## Directions
Copy each line of the listing below exactly.
• • •
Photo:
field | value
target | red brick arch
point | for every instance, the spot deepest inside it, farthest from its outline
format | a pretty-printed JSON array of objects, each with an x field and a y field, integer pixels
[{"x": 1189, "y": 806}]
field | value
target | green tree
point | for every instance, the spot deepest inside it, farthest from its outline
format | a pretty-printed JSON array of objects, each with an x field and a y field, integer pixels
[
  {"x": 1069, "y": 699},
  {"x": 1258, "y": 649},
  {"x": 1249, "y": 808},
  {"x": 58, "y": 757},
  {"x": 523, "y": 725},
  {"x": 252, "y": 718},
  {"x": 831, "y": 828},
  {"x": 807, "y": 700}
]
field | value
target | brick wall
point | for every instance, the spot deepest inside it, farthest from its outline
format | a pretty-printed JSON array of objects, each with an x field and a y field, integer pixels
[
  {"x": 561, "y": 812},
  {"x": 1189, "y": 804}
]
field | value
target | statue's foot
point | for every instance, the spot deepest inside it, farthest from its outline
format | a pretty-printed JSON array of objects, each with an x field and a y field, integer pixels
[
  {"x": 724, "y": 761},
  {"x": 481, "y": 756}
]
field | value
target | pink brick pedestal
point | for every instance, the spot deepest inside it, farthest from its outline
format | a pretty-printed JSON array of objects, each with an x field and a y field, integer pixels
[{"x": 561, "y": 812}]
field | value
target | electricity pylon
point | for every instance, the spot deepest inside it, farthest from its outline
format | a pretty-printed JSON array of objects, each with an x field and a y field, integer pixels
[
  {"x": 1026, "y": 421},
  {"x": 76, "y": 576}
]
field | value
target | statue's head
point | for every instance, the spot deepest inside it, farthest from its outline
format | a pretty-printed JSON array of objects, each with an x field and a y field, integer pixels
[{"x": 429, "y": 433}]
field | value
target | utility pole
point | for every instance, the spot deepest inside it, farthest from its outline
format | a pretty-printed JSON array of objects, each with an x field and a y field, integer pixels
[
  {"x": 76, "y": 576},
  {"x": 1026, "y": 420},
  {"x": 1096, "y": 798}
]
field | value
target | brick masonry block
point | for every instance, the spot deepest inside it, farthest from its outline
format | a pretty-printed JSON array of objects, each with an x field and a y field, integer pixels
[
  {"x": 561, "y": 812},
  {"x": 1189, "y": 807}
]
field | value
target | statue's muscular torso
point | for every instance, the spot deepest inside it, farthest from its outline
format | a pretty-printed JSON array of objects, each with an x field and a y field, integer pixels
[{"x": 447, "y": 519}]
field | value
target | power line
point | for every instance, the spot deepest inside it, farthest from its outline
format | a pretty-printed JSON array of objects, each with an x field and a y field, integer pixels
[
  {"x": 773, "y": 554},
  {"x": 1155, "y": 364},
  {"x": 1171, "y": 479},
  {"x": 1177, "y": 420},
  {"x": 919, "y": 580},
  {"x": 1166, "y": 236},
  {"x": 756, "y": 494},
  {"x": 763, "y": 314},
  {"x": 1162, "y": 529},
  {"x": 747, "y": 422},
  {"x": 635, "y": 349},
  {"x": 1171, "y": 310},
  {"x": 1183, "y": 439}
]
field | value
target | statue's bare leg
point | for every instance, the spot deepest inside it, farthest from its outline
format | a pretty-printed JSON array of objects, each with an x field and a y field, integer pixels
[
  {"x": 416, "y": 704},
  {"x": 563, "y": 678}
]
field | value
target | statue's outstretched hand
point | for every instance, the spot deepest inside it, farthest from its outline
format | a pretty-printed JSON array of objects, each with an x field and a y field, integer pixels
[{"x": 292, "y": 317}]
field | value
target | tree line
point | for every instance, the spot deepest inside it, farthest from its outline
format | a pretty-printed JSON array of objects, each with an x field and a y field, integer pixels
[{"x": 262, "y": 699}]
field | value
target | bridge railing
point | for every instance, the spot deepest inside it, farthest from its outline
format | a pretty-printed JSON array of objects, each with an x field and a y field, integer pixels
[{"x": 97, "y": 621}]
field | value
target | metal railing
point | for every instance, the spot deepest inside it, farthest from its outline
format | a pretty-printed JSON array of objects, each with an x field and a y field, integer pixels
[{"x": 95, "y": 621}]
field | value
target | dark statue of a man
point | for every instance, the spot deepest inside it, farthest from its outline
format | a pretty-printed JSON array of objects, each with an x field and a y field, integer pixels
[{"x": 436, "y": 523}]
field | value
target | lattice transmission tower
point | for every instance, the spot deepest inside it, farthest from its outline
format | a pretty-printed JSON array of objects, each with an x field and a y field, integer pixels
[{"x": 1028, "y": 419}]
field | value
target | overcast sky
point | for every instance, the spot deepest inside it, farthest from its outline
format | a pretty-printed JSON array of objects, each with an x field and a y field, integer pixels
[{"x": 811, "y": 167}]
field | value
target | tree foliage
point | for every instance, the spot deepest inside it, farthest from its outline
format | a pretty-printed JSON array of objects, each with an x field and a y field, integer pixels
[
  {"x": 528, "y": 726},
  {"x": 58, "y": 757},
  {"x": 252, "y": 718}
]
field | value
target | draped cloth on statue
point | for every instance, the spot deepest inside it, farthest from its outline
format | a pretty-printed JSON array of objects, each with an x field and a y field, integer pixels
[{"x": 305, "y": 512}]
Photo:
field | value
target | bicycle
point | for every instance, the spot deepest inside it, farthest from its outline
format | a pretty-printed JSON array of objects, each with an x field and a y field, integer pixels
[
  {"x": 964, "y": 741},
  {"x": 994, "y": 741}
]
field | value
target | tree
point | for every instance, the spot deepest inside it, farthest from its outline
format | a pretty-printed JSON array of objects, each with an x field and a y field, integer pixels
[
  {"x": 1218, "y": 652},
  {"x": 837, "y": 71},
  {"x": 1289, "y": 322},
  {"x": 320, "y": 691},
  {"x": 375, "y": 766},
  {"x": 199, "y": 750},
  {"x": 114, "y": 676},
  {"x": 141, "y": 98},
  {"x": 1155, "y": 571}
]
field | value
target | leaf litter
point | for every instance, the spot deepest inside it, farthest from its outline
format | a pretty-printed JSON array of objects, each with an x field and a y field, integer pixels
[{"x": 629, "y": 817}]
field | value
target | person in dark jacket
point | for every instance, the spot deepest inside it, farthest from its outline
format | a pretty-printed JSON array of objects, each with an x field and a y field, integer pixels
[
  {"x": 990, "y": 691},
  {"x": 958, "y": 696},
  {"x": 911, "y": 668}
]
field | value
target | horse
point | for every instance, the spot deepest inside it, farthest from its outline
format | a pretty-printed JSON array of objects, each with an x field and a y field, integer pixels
• • •
## Exercise answer
Photo:
field | value
target | red brick arch
point | for every instance, the spot deepest inside it, farthest from its outline
format | a pretty-printed JSON array of objects, each with an x field and a y field, integer pixels
[{"x": 1189, "y": 806}]
field | value
target | green tree
point | for every instance, the spot deepest inside it, farthest from its outline
format | a pretty-printed JSON array of objects, each with an x field and a y field, integer pixels
[
  {"x": 1069, "y": 699},
  {"x": 1258, "y": 649},
  {"x": 1249, "y": 808},
  {"x": 58, "y": 757},
  {"x": 523, "y": 725},
  {"x": 252, "y": 718},
  {"x": 831, "y": 828},
  {"x": 807, "y": 700}
]
field | value
target | brick wall
point | for every instance, the spot deepest inside it, farthest from its outline
format | a pretty-printed JSON array of objects, each with an x field and a y field, integer pixels
[
  {"x": 561, "y": 812},
  {"x": 1189, "y": 804}
]
field | value
target | statue's foot
point | for every instance, the spot deepest inside it, farthest from its outline
format | a pretty-printed JSON array of objects, each with an x field and a y field, integer pixels
[
  {"x": 724, "y": 761},
  {"x": 481, "y": 756}
]
field | value
target | pink brick pedestal
point | for every instance, the spot deepest inside it, farthest from its outline
format | a pretty-printed JSON array of objects, each with an x field and a y field, integer pixels
[{"x": 561, "y": 812}]
field | value
target | electricity pylon
point | for every instance, the spot deepest inside it, farthest from its outline
format | a pretty-printed JSON array of objects, each with an x field and a y field, integer pixels
[
  {"x": 1026, "y": 421},
  {"x": 76, "y": 576}
]
field | value
target | statue's head
point | for every instance, the spot deepest inside it, farthest from its outline
format | a pretty-printed JSON array of objects, each with an x field and a y field, integer pixels
[{"x": 429, "y": 433}]
field | value
target | utility pole
point | for every instance, the spot deepest inside it, farthest from its outline
format | a pretty-printed JSON array of objects, each with an x field and a y field, integer pixels
[
  {"x": 76, "y": 576},
  {"x": 1026, "y": 420},
  {"x": 1096, "y": 798}
]
field | value
target | brick masonry block
point | for every instance, the spot deepest inside it, farthest from its outline
format | a pretty-printed JSON array of objects, each with an x field and a y field, integer pixels
[
  {"x": 561, "y": 812},
  {"x": 1189, "y": 807}
]
field | value
target | statue's muscular torso
point | for every instance, the spot deepest inside it, farthest from its outline
format | a pretty-printed JSON array of objects, each with an x field and a y field, integer pixels
[{"x": 447, "y": 519}]
field | value
target | power line
point | for every instance, the spot deepest inside it, farthest from its outline
format | a pretty-printed JSON array of objects, each with an x field and a y field, integer pixels
[
  {"x": 773, "y": 554},
  {"x": 1155, "y": 364},
  {"x": 1171, "y": 479},
  {"x": 1177, "y": 420},
  {"x": 919, "y": 580},
  {"x": 1166, "y": 236},
  {"x": 756, "y": 494},
  {"x": 763, "y": 314},
  {"x": 1162, "y": 529},
  {"x": 747, "y": 422},
  {"x": 635, "y": 349},
  {"x": 1171, "y": 310},
  {"x": 1183, "y": 439}
]
field | value
target | statue's bare leg
point | for every instance, the spot deepest inside it, farthest from its outline
format | a pretty-printed JSON array of objects, each with an x field and a y field, integer pixels
[
  {"x": 416, "y": 704},
  {"x": 563, "y": 678}
]
field | value
target | statue's outstretched hand
point | for every instance, the spot deepest inside it, farthest from its outline
format | a pretty-printed JSON array of objects, each with an x field and a y field, integer pixels
[{"x": 292, "y": 317}]
field | value
target | tree line
point | for every instance, the spot deepest inside it, farthest from its outline
format | a pretty-printed JSON array of objects, each with an x field and a y field, integer pixels
[{"x": 262, "y": 699}]
field | value
target | bridge railing
point | for every instance, the spot deepest inside it, farthest from its outline
format | a pretty-printed JSON array of objects, each with an x field and a y field, integer pixels
[{"x": 97, "y": 621}]
field | value
target | metal railing
point | for every instance, the spot deepest inside it, farthest from its outline
format | a pretty-printed JSON array of objects, each with an x field and a y field, integer pixels
[{"x": 95, "y": 621}]
field | value
target | dark statue of a man
point | for every instance, the spot deepest inside it, farthest from its outline
format | a pretty-printed JSON array of objects, each with an x field and a y field, integer pixels
[{"x": 436, "y": 523}]
field | value
target | lattice transmission tower
point | for every instance, the spot deepest inside it, farthest from its outline
format | a pretty-printed JSON array of objects, each with an x field and a y field, integer pixels
[{"x": 1028, "y": 419}]
field | value
target | overcast sky
point | for every instance, the spot deepest inside it, farthest from its outline
format | a pretty-printed JSON array of objects, each with an x field and a y field, integer pixels
[{"x": 811, "y": 167}]
field | value
target | tree foliage
point | for every instance, the spot deepest inside it, farthest from its outline
format | a pretty-printed JSON array of objects, each with an x field and a y field, integer pixels
[
  {"x": 528, "y": 726},
  {"x": 58, "y": 757},
  {"x": 252, "y": 718}
]
field | value
target | draped cloth on statue
point | for every instance, the spot deepest inside it, farthest from its outline
format | a pretty-printed JSON array of objects, each with an x field and a y field, integer pixels
[{"x": 305, "y": 512}]
Photo:
field | value
target | bicycle
point | for every instance, the spot deepest inside it, farthest from its outline
format | a pretty-printed JSON array of objects, each with an x field and a y field, integer pixels
[
  {"x": 964, "y": 741},
  {"x": 994, "y": 741}
]
field | value
target | tree
point | for every instance, the spot deepest inside it, farthest from its outline
format | a pretty-printed JSON array of objects, each with an x field and a y field, integer pixels
[
  {"x": 1218, "y": 652},
  {"x": 837, "y": 71},
  {"x": 1289, "y": 322},
  {"x": 320, "y": 691},
  {"x": 375, "y": 766},
  {"x": 199, "y": 750},
  {"x": 114, "y": 676},
  {"x": 141, "y": 98},
  {"x": 1155, "y": 571}
]
field | value
target | leaf litter
point | for every instance, the spot deepest inside it, farthest from its outline
format | a pretty-printed JSON array of objects, each with an x field and a y field, integer pixels
[{"x": 629, "y": 817}]
field | value
target | person in dark jacket
point | for every instance, the spot deepest inside it, farthest from its outline
format | a pretty-printed JSON array of objects, each with an x field and a y field, integer pixels
[
  {"x": 990, "y": 691},
  {"x": 958, "y": 696},
  {"x": 911, "y": 668}
]
field | value
target | horse
point | for every instance, the spot deepest inside it, farthest from its outline
format | a pretty-printed JSON array of objects, each with an x field and a y field, integer pixels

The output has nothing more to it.